TASK DETAILS — Copy out all of the material below word for word, keeping every line as it stands.
▼▼▼
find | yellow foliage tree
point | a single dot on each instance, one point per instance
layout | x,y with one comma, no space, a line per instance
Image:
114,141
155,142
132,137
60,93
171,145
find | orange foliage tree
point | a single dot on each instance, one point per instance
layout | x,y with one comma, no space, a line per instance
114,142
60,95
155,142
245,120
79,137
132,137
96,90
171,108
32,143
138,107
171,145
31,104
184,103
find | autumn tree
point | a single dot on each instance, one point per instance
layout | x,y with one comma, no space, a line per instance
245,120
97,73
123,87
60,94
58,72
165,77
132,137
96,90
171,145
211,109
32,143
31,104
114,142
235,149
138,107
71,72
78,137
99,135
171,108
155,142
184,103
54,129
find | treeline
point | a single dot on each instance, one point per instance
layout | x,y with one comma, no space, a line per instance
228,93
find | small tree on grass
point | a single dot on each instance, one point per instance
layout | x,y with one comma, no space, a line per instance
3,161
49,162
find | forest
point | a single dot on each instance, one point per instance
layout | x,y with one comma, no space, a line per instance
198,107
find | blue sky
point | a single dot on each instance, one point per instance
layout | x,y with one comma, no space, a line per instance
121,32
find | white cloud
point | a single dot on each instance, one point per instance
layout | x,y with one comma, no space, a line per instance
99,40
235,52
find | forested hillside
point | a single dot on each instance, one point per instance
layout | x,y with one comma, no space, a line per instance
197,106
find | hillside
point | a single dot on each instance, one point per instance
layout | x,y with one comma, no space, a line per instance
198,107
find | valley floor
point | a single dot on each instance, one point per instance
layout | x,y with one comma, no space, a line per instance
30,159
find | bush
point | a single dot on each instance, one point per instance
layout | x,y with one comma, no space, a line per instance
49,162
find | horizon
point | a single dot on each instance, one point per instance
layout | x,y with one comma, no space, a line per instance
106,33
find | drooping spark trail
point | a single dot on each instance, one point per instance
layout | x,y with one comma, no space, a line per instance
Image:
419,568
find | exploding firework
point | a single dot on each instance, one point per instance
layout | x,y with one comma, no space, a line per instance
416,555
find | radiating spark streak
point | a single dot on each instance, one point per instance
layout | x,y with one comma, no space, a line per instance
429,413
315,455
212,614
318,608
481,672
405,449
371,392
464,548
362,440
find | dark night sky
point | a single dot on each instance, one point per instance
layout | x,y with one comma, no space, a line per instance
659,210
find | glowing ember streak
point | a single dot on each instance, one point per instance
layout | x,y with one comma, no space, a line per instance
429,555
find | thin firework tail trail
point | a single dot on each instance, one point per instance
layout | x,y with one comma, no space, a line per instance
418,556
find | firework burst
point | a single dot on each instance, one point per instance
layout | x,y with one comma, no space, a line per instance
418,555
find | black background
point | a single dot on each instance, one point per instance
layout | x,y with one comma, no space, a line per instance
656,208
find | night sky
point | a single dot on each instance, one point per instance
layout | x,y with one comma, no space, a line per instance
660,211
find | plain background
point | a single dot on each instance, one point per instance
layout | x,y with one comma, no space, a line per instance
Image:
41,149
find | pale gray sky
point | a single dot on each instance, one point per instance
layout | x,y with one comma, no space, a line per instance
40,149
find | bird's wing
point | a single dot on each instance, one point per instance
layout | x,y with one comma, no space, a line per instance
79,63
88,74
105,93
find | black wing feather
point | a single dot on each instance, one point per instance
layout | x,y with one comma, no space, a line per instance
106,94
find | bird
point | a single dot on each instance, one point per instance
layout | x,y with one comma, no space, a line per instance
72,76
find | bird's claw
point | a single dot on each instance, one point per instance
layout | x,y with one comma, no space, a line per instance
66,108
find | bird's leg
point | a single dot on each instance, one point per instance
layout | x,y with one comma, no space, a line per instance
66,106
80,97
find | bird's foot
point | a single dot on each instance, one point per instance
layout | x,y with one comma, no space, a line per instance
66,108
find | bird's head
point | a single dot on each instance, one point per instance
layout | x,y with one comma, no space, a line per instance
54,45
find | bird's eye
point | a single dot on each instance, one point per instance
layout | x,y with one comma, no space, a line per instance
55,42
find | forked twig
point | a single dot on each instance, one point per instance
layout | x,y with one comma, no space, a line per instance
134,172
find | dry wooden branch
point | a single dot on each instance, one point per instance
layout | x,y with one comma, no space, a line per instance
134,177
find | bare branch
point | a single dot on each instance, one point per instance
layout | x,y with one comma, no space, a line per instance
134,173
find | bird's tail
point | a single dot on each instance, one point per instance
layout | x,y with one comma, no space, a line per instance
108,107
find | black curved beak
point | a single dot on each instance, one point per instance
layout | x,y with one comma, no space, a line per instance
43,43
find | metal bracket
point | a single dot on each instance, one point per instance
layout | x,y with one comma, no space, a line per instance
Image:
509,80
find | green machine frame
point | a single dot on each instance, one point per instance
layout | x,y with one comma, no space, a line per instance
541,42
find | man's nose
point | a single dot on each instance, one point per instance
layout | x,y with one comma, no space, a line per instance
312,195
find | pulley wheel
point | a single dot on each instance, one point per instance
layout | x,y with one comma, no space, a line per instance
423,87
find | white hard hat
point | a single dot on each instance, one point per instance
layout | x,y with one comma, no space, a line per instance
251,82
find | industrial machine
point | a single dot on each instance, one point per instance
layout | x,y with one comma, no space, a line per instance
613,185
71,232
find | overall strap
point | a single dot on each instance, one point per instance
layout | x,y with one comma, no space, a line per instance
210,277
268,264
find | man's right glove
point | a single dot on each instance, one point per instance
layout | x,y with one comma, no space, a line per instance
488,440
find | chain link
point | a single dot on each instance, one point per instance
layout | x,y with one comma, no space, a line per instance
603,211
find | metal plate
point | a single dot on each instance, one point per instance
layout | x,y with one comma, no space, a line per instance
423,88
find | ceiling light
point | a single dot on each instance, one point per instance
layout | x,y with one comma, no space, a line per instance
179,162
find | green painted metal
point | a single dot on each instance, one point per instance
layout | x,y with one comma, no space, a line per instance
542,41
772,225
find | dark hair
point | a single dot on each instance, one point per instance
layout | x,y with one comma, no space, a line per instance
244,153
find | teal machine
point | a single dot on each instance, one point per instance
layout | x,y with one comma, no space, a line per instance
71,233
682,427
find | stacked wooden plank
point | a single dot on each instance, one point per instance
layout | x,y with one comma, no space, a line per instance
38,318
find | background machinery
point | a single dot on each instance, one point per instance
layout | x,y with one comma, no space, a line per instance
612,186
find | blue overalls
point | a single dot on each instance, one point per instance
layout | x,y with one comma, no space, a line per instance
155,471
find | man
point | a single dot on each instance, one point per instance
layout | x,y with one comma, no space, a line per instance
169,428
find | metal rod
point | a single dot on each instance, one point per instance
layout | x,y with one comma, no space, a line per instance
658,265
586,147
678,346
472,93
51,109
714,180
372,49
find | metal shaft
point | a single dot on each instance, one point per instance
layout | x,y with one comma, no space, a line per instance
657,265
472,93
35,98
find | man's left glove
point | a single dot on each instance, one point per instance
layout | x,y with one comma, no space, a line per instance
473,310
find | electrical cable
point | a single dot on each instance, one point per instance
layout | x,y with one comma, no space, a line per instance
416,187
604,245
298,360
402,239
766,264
▲▲▲
OUTPUT BELOW —
find | yellow foliage tree
point | a single dot on each instance, one point per instance
layout | x,y with one comma, no space, a line per instance
Image:
114,141
155,142
132,137
60,93
171,145
find | orange foliage tree
point | a single dot on each instance, one point per instance
layout | x,y with one comma, no space, a line per instance
114,142
60,95
155,142
245,120
79,137
132,137
96,90
171,108
32,143
138,107
171,145
31,104
184,103
find | autumn tree
point | a single dot on each instance, one point per instance
layout | x,y with one comma, no space, a line per instance
245,120
97,73
123,87
60,94
58,72
165,77
132,137
96,90
171,145
211,109
32,143
31,104
114,142
235,149
138,107
71,72
78,137
99,135
171,108
155,142
184,103
54,129
find | treeline
point | a single dot on each instance, one point per instance
layout | x,y with one comma, no space, a line per instance
228,93
find | small tree on grass
point | a single dot on each instance, one point per instance
layout | x,y with one comma, no space, a line per instance
3,161
49,162
find | forest
point | a single dot on each instance, one point per instance
layout | x,y with one comma, no space, a line per instance
198,107
find | blue sky
point | a single dot on each instance, one point per instance
layout | x,y with one comma, no space, a line per instance
121,32
find | white cloud
point | a single dot on each instance, one point per instance
layout | x,y with one comma, no space, a line per instance
99,40
235,52
find | forested hillside
point | a single dot on each instance, one point per instance
layout | x,y with one comma, no space, a line per instance
197,106
find | hillside
point | a single dot on each instance, one point per instance
layout | x,y with one comma, no space, a line per instance
198,107
find | valley floor
point | a single dot on each instance, one point per instance
layout | x,y with one comma, no space, a line per instance
30,159
find | bush
point | a single dot on each instance, one point per instance
layout | x,y with one comma, no space, a line per instance
49,162
find | horizon
point | a single dot on each instance, one point per instance
layout | x,y with one comma, no space, a line per instance
106,33
find | drooping spark trail
point | a single dot on each instance, one point per instance
layout | x,y with one comma, no space, a line per instance
Image:
419,568
find | exploding firework
point | a single dot on each instance, one point per instance
layout | x,y with one comma, no space, a line per instance
416,555
find | radiating spark streak
point | a single dot on each instance, one point per instance
layout | x,y with one comma, no space, a line per instance
429,413
315,455
212,614
318,608
481,672
405,449
371,392
464,548
362,440
find | dark night sky
point | a single dot on each instance, one point per instance
layout | x,y with one comma, no space, a line per instance
659,210
find | glowing ember streak
point | a single dot on each instance, one point per instance
layout | x,y with one comma, no space, a line per instance
429,555
find | thin firework tail trail
point | a single dot on each instance, one point per instance
layout | x,y with one comma, no space, a line per instance
418,556
find | firework burst
point | a single dot on each instance, one point per instance
layout | x,y with one comma, no space, a line per instance
418,555
find | black background
point | a single dot on each instance, one point per instance
layout | x,y with one comma, no space, a line per instance
656,208
find | night sky
point | a single dot on each instance, one point per instance
layout | x,y with one comma, no space, a line per instance
660,211
find | plain background
point | a single dot on each instance, one point per instance
layout | x,y with one comma, no space, a line per instance
Image:
41,149
find | pale gray sky
point | a single dot on each instance, one point per instance
layout | x,y with one comma, no space, a line per instance
40,149
find | bird's wing
point | a single dot on each instance, one point per instance
layout | x,y with one comma, no space, a line per instance
79,63
88,74
105,93
find | black wing feather
point | a single dot on each instance, one point per instance
layout | x,y with one comma, no space, a line per instance
106,94
find | bird
point | a single dot on each instance, one point per instance
layout | x,y with one comma, no space, a line per instance
72,76
find | bird's claw
point | a single dot on each instance, one point per instance
layout | x,y with one comma, no space, a line per instance
66,108
find | bird's leg
point | a single dot on each instance, one point per instance
layout | x,y with one comma, no space, a line per instance
66,106
80,97
find | bird's foot
point | a single dot on each instance, one point per instance
layout | x,y with one comma, no space, a line per instance
66,108
find | bird's head
point | a single dot on each instance, one point per instance
layout | x,y with one comma, no space, a line per instance
54,45
find | bird's eye
point | a single dot on each instance, one point per instance
layout | x,y with one comma, no space, a line per instance
55,42
find | forked twig
point | a single dot on each instance, one point per instance
layout | x,y with one comma, no space, a line per instance
134,172
find | dry wooden branch
point | a single dot on each instance, one point per instance
layout | x,y with one comma, no space, a line per instance
134,177
find | bare branch
point | a single dot on each instance, one point per instance
layout | x,y with one comma, no space, a line per instance
134,173
find | bird's tail
point | a single dot on each instance, one point per instance
layout | x,y with one comma, no space, a line per instance
108,107
find | black curved beak
point | a single dot on each instance, one point per instance
layout | x,y with one comma, no space, a line per instance
43,43
find | metal bracket
point | a single dot on each instance, one point per instance
layout | x,y with one comma, no space, a line per instance
Image:
509,80
find | green machine frame
point | a single dot on each instance, one point per instance
layout | x,y with one comma, no space, a line per instance
541,42
find | man's nose
point | a single dot on each instance, one point per instance
layout | x,y with one comma, no space, a line per instance
312,195
find | pulley wheel
point | a single dot on each instance, one point per instance
layout | x,y with one comma, no space, a line per instance
423,87
find | white hard hat
point | a single dot on each instance, one point per instance
layout | x,y with one comma, no space, a line per instance
251,82
find | industrial machine
point | a single dot on each instance, one point per instance
layout | x,y with one comma, no space, a line per instance
613,185
71,232
find | overall strap
point | a single dot on each instance, one point per instance
layout | x,y with one comma, no space, a line per instance
210,277
268,264
find | man's right glove
point | a single dot on each instance, one point per instance
layout | x,y with one comma, no space, a line per instance
488,440
find | chain link
point | a single dot on each instance, one point per instance
layout | x,y with one comma, no space, a line per instance
603,211
find | metal plate
point | a single dot on each instance, one point per instance
layout | x,y with one comma, no space, a line per instance
423,88
find | ceiling light
point | a single dot on each instance, one point per instance
layout | x,y with one comma, no space, a line per instance
179,162
find | green painted metal
point | a single dot on each instance, one point per instance
layout | x,y with one comma, no space, a line per instance
542,41
772,225
find | dark hair
point | a single dot on each instance, one point per instance
layout | x,y with one comma, no space, a line per instance
244,153
find | teal machine
point | a single dot on each instance, one point per instance
layout | x,y with one comma, no space, a line per instance
71,233
682,427
find | stacked wooden plank
point | a single dot on each instance, one point per instance
layout | x,y with one comma, no space, a line per instance
38,318
find | background machinery
point | a single dot on each instance, one point per instance
layout | x,y with one comma, no space, a line per instance
612,186
find | blue overalls
point | a single dot on each instance, one point per instance
layout | x,y with one comma, no space, a line per instance
155,471
find | man
point | a single dot on each instance, one point per instance
layout | x,y with one comma, no space, a line per instance
169,428
find | metal rod
point | a single dot on each instance, one point per instance
layout | x,y with one comma, no space, a line per instance
658,265
586,147
678,346
472,93
51,109
714,180
372,49
find | metal shaft
point | a single dot on each instance, one point per instance
layout | x,y with one comma, no space, a line per instance
657,265
472,93
35,98
find | man's left glove
point | a single dot on each instance, one point per instance
layout | x,y with one comma, no space, a line per instance
473,310
find | electrical cable
point | a single dot on each instance, one point per instance
layout | x,y with one comma, no space, a line per instance
416,187
604,245
298,360
402,239
766,264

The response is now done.